*** Reading passage ***

In [1]:
from sklearn.feature_extraction.text import CountVectorizer, TfidfVectorizer, HashingVectorizer
import pandas as pd
import numpy as np
import pickle

In [2]:
train = pd.read_csv('../data/train.csv')

In [3]:
dev = pd.read_csv('../data/dev.csv')

In [None]:
with open('../data/idx_train.pckl', 'rb') as f:
    indices = pickle.load(f)

In [None]:
train = train.loc[indices]

In [4]:
from nltk.stem import PorterStemmer

class StemmedDict(dict):
    def __missing__(self, key):
        res = self[key] = port.stem(key)
        return res

stemmed = StemmedDict()
port = PorterStemmer()
analyzer = CountVectorizer(stop_words='english',
                           ngram_range=(1, 3)).build_analyzer()

def stem_words(doc):
    return [' '.join([stemmed[word] for word in ngram.split()])
            for ngram in analyzer(doc)]

In [5]:
n_feature_hashes = 2 ** 23  # we have at least 13m ngrams so we have a lot of collisions if taking 2^20

cv = CountVectorizer(analyzer=stem_words)
tf = TfidfVectorizer(analyzer=stem_words)
hs = HashingVectorizer(analyzer=stem_words,
                       n_features=n_feature_hashes)
bn = CountVectorizer(analyzer=stem_words, binary=True)  # binary version
hs_bn = HashingVectorizer(analyzer=stem_words,
                          binary=True,
                          n_features=n_feature_hashes)

*** Extracted records ***

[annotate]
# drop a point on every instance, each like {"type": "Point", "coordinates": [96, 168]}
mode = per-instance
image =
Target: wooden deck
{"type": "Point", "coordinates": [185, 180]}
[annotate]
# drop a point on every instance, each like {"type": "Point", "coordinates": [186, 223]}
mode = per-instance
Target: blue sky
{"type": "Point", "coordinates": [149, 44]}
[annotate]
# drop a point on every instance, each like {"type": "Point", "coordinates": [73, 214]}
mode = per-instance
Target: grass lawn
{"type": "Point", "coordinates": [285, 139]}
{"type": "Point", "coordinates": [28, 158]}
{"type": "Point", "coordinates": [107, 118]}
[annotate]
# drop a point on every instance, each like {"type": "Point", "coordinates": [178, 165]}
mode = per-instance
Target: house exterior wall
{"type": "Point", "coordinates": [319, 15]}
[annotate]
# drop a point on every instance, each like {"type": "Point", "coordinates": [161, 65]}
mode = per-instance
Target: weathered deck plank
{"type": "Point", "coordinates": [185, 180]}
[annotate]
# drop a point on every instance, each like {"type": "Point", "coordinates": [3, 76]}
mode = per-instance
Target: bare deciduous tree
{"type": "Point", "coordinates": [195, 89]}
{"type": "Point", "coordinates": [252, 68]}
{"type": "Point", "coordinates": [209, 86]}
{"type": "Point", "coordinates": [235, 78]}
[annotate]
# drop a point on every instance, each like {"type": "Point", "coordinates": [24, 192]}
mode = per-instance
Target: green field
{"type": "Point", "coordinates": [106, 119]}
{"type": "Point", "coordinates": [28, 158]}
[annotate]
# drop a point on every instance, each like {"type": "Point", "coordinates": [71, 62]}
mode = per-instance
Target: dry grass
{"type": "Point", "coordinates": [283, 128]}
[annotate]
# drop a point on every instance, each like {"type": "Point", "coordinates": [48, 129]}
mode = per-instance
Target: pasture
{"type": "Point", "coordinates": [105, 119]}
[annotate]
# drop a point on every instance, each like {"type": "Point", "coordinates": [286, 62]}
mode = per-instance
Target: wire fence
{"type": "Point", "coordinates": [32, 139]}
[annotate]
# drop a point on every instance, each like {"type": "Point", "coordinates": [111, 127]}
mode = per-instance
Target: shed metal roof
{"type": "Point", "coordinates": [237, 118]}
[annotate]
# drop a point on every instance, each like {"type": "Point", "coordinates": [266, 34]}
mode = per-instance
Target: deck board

***

# Exercises
• A. In the notebook code, list the names of all variables that the cell marked "In [5]:" assigns a vectorizer object to.
• B. Show every line of the records that holds the word "deck", matching case exactly.
The notebook code and the records have no connection to each other.

# Outputs for the tasks
• A. cv, tf, hs, bn, hs_bn

• B.
Target: wooden deck
Target: weathered deck plank
Target: deck board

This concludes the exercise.